◆ **STATED TASK 1**
According to the judgment, what credit limit applied to defendant no.2's contract with the plaintiff for airlifting its fruits and vegetables?
◆ **STATED TASK 2**
Pick up the judgment text where it stops and continue it.

◆ **PAGE EXTRACT**
= = = = = = =

British Airways PLC v Fresh Grown Uganda Ltd and Anor (HCT-00-CC-CS 157 of 2003) [2007] UGCommC 98 (5 December 2007)


Neutral Citation Number: [2007] UG CommCourt 79 (6th December 2007)


THE REPUBLIC OF UGANDA


IN THE HIGH COURT OF UGANDA HOLDEN AT KAMPALA


COMMERCIAL COURT DIVISION


HCT-00-CC-CS-0157-2003


British Airways PLC Plaintiff


Versus


Fresh Grown Uganda Ltd Defendants

Gabiro Emmanuel T/A Lusaka Growers



BEFORE: THE HONOURABLE MR. JUSTICE FMS EGONDA-NTENDE


JUDGMENT


  1. The plaintiff is engaged worldwide in the business of air transportation. It brings this action to recover from the defendants, jointly and severally, US$110,308.65, being charges incurred for the transportation of the defendants’ cargo from Entebbe, Uganda to London, United Kingdom between August 2001 and January 2002. The plaintiff further seeks general damages for breach of contract, interest on US$110,308.65 at the rate of 12% per annum from the date the cause of action arose till payment in full. The plaintiff further seeks interest on the award for general damages from the date of judgment till payment in full and costs of this suit.

  2. The defendants deny that this action lies against them. Firstly defendant no.1 denies that the sums claimed are jointly and severally due from it or that it failed to pay the same when it was due. It contends that it paid for whatever services it received from the plaintiff and there is nothing owing from it to the plaintiff.

  3. Defendant no.2 denied that it owed any sums to the plaintiff singly, or jointly and severally with defendant no.1. However, it admits that it had a contract with the plaintiff for airlifting its fruits and vegetables for credit limited to US$20,000.00. This agreement was made on 16th August 1997. Defendant No.2 relies on the said agreement.

  4. Both defendants contend that the plaintiff’s claims were fully settled by the defendants on account of endorsement on the airway bills attached to the plaint. Paragraph 7 of the defendant no.2’s written statement of defence states,

The defendant avers the said endorsements on the airway bills is conclusive evidence that the plaintiff acknowledged receipt and accepted payment of each of the sums specified in each of the said invoices. Further, save for the two occasions evidenced in attachment F1 and F2 to the plaint, the consistent practice of the officials was to issue only airway bills to the said defendant. In that regard the defendant shall aver that the plaintiff [is] estopped from denying the truth and effect of their said endorsements.’

  1. The defendants further denied that that any arrangements existed by which the two defendants would settle the other’s bills and as such there is no contract between the first and second defendants. The defendants contend that they will produce evidence to show that the plaintiff’s officials are the ones who carelessly prepared receipts and airway bills in the names of the defendant no.1 for orders of the second of the defendant.

= = = = = = =

◆ **PROVIDED MATERIAL**
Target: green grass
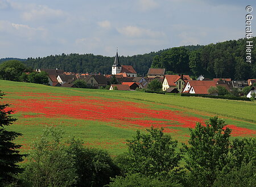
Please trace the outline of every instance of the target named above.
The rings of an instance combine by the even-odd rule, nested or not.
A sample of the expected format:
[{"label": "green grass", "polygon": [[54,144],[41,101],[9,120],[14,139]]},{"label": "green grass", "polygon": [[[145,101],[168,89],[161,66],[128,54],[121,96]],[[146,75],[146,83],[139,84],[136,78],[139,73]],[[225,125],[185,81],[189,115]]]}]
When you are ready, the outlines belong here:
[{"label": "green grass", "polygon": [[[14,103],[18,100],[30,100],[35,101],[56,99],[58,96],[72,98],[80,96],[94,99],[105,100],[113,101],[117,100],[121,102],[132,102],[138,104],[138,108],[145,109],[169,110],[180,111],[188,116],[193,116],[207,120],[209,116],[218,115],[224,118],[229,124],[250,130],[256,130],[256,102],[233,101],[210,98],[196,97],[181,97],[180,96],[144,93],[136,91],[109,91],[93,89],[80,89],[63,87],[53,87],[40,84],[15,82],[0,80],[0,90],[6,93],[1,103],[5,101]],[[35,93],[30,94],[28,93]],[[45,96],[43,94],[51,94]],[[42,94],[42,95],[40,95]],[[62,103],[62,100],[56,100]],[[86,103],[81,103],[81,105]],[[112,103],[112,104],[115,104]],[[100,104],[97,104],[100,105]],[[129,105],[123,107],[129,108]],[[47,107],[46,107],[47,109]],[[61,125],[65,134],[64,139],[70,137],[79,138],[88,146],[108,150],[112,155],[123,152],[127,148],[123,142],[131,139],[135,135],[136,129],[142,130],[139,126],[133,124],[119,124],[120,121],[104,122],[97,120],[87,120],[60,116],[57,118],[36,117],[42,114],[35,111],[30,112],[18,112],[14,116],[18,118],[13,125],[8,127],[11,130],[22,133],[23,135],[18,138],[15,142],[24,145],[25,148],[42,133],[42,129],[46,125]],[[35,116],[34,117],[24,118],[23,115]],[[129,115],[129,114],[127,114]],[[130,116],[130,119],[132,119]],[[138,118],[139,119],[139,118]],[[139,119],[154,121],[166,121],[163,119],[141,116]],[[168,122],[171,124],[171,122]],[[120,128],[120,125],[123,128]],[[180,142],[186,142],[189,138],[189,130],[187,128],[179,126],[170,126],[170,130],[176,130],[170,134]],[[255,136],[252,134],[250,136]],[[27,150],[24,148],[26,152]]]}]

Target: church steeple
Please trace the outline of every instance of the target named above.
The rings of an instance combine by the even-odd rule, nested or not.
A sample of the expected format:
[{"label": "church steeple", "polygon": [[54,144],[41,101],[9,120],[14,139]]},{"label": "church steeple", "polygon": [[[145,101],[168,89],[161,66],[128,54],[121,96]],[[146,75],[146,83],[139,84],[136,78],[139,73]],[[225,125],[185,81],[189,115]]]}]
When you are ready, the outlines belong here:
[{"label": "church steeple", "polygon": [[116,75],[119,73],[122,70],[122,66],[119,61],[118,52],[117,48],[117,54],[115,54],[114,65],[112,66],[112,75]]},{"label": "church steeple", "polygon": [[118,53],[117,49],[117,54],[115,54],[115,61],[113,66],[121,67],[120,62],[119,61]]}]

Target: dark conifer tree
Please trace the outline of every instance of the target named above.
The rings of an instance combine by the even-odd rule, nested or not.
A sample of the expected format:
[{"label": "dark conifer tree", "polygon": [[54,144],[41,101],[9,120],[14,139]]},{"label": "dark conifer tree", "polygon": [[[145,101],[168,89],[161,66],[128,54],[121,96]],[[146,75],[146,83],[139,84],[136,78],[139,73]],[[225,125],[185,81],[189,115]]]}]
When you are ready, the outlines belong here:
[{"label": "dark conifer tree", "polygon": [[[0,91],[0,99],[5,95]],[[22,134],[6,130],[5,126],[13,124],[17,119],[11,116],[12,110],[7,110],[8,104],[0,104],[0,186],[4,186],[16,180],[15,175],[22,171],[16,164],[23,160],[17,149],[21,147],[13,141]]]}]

= = = = = = =

◆ **REPLY 1**
US$20,000.00

◆ **REPLY 2**
  2. At scheduling conference the parties agreed on one fact being admitted. And that is ‘the plaintiff transported the defendant’s goods to the UK between August 2001 to January 2002.’ The basic issue is whether the defendants are indebted to the plaintiff as claimed. It is not in dispute that the plaintiff performed the services that it claims to have performed. This is admitted. What is denied, and is now in contention is whether the defendant no.2 who was the owner of the goods paid for the services or not.

  3. It was contended for the defendants on the pleadings that the defendant paid for the services rendered, and the evidence of payment is the endorsement on the airway bill in the section 10 on accounting information ‘Prepaid’ or ‘PP’ or ‘Freight Prepaid’ which appear on all the airway bills. I propose to examine the evidence for each side with regard to payments which I presume would resolve this case.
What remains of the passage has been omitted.